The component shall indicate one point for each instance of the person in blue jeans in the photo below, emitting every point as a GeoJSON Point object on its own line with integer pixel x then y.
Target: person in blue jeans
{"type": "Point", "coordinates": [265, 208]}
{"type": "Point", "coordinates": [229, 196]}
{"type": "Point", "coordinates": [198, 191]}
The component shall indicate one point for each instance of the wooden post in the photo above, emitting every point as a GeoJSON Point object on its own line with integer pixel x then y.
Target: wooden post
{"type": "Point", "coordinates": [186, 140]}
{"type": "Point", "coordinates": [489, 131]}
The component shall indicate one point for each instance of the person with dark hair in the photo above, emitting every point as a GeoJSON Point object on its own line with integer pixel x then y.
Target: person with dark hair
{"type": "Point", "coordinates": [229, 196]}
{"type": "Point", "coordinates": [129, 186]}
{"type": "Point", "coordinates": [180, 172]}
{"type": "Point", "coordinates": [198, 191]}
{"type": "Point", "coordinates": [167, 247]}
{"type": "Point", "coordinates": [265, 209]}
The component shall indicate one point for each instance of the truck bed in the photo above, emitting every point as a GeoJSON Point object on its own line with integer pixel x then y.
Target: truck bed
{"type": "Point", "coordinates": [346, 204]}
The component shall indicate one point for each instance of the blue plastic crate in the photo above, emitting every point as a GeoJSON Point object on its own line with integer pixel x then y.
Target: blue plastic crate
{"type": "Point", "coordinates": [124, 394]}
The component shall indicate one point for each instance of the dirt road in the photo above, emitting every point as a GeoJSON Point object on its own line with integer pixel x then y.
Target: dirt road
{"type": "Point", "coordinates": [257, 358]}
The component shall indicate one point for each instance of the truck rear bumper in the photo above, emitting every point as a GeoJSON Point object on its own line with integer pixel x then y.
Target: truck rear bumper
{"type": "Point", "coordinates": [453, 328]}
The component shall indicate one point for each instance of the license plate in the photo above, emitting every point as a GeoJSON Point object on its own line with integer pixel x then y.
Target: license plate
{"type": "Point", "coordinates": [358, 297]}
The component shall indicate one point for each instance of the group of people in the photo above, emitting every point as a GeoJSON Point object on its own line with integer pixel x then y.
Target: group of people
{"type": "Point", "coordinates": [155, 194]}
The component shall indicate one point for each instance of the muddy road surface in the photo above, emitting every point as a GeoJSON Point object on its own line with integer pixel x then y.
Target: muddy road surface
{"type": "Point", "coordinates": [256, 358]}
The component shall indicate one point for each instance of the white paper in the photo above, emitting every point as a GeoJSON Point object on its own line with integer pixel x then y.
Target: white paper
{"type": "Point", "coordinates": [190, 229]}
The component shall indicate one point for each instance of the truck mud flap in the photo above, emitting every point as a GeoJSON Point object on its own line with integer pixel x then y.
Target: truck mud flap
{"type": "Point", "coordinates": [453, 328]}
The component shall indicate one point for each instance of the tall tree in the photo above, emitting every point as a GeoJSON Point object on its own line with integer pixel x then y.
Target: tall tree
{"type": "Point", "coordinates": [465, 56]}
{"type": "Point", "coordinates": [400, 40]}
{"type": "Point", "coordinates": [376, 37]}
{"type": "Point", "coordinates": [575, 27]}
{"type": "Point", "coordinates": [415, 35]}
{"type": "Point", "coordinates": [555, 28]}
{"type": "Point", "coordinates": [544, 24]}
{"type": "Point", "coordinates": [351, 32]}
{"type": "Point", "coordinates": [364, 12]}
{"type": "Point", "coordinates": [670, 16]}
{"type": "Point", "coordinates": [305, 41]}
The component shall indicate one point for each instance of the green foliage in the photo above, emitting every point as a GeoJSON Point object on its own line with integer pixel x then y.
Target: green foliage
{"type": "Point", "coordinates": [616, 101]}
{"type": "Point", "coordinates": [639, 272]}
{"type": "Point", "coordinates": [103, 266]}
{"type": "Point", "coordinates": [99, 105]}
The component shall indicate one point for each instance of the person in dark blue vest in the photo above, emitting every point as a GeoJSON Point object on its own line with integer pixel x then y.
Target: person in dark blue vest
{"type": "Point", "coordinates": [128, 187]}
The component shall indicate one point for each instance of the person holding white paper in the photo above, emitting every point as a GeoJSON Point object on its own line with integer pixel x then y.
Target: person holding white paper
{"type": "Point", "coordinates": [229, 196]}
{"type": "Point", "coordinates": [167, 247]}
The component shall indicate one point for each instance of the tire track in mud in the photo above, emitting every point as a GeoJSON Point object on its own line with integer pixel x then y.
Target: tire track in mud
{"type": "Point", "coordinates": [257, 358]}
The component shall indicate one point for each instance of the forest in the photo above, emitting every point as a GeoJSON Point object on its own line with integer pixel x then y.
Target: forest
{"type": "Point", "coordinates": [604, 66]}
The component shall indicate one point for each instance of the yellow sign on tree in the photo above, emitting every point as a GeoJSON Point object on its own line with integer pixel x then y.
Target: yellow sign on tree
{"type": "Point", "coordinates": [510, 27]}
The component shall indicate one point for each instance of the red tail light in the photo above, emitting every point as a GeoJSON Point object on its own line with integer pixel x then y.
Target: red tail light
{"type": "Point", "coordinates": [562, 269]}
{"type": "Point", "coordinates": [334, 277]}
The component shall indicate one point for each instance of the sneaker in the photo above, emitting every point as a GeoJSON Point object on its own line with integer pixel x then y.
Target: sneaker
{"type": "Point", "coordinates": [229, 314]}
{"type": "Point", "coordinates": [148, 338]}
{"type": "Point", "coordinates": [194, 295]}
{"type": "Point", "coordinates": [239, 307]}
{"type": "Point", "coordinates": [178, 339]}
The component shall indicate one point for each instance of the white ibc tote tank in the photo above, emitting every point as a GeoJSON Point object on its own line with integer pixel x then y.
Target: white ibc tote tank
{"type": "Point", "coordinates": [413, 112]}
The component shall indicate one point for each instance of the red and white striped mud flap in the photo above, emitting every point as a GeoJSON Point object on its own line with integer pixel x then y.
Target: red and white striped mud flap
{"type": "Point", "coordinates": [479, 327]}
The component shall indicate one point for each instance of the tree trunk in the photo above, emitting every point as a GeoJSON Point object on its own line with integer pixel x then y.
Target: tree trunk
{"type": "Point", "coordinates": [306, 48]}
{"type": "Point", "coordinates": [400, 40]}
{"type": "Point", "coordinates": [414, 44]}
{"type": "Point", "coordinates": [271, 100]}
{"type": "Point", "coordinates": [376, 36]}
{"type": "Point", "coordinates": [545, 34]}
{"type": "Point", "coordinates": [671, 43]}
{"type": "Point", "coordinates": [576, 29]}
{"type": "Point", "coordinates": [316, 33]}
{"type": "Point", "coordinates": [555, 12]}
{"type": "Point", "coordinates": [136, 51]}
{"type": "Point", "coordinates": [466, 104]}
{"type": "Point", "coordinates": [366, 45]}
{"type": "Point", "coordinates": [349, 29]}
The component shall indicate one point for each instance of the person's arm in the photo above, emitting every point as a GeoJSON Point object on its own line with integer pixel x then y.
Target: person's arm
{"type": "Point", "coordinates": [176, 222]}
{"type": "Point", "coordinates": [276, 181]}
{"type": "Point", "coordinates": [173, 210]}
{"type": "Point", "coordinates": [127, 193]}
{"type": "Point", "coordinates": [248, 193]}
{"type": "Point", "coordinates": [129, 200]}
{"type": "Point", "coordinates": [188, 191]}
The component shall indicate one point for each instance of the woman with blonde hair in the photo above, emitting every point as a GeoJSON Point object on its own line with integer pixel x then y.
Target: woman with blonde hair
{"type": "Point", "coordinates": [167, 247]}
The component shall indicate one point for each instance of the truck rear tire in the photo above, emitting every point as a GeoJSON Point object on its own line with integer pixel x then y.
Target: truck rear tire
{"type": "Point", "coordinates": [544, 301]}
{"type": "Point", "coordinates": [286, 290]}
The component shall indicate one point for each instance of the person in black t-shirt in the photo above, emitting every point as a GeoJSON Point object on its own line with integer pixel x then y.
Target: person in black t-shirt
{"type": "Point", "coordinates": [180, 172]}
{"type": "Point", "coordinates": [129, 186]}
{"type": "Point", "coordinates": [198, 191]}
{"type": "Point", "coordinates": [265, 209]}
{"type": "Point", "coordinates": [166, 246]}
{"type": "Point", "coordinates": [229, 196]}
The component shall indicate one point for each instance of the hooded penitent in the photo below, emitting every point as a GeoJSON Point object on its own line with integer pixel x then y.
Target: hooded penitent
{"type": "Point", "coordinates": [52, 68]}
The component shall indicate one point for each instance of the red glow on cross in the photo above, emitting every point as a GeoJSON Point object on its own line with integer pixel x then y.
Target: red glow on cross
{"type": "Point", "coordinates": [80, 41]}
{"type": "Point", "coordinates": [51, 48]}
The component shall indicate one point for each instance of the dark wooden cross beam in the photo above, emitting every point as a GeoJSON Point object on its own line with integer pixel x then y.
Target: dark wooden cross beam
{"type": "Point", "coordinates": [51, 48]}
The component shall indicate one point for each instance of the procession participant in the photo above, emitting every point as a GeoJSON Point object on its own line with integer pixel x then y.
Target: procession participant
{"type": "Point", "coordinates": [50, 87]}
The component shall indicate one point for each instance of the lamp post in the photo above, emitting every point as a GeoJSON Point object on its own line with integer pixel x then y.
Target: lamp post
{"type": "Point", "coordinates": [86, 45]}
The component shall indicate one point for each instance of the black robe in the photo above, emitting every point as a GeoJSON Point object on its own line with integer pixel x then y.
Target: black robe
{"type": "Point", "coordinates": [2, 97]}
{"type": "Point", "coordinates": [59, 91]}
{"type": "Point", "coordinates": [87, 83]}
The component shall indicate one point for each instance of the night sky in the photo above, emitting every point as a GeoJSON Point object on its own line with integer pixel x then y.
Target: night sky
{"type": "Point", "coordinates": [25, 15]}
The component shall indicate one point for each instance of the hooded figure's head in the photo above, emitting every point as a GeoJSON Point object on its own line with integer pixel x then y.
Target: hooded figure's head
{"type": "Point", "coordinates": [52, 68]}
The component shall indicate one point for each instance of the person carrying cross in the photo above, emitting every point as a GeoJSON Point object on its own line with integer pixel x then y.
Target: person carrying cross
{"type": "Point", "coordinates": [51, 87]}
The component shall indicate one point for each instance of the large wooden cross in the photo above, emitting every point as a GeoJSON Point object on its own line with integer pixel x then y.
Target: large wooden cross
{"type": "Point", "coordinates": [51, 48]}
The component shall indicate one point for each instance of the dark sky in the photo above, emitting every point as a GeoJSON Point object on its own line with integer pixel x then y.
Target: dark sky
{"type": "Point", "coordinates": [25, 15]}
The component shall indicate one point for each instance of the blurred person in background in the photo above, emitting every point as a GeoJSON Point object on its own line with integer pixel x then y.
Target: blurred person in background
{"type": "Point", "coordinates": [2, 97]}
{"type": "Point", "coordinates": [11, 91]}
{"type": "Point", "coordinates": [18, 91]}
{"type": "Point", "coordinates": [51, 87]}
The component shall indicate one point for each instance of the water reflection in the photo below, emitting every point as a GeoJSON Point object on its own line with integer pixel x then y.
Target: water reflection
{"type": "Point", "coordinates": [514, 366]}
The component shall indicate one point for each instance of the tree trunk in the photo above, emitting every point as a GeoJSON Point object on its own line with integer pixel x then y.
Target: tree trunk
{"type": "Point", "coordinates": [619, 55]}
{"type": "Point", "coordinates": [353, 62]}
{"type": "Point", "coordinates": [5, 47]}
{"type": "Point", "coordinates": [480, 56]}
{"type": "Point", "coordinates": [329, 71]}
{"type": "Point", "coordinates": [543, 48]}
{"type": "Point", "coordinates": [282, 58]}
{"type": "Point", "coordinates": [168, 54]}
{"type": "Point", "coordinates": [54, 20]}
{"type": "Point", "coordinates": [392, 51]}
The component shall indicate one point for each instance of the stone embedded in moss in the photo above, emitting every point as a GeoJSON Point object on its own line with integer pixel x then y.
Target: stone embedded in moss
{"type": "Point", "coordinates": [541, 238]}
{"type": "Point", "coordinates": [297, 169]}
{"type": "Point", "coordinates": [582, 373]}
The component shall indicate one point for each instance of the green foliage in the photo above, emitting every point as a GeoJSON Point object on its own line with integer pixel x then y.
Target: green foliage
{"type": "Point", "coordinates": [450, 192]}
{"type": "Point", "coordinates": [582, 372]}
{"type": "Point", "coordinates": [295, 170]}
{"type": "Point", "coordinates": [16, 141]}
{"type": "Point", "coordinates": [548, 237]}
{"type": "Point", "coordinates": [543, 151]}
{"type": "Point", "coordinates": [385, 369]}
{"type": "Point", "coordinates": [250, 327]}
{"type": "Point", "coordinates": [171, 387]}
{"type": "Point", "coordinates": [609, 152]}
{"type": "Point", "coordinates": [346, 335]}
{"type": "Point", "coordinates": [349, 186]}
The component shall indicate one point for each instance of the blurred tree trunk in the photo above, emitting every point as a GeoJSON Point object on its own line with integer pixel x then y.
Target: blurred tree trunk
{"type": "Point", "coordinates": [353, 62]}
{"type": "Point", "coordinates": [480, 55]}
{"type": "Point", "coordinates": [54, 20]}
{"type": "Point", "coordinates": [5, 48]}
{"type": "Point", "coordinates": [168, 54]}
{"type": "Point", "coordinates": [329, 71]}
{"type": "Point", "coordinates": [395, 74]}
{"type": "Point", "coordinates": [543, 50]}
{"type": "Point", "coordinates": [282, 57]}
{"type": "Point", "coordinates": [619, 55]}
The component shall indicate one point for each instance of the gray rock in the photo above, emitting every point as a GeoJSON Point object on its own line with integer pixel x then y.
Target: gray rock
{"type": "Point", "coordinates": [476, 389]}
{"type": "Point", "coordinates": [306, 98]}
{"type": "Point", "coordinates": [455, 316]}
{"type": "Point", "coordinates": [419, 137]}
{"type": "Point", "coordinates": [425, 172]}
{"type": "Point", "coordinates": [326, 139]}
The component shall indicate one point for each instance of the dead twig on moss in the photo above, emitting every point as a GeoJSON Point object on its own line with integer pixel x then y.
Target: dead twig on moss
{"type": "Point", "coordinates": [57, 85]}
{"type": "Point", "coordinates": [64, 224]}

What you are asked to do. Print, from the entries above, the line with "Target: night sky", the line with "the hooded figure's" and all lines between them, exactly and with nothing else.

Response to the task.
Target: night sky
{"type": "Point", "coordinates": [25, 15]}
The component shall indicate one point for each instance of the hooded figure's head in the photo above, emitting every point as a GeoJSON Point object on its own line with integer pixel x then y.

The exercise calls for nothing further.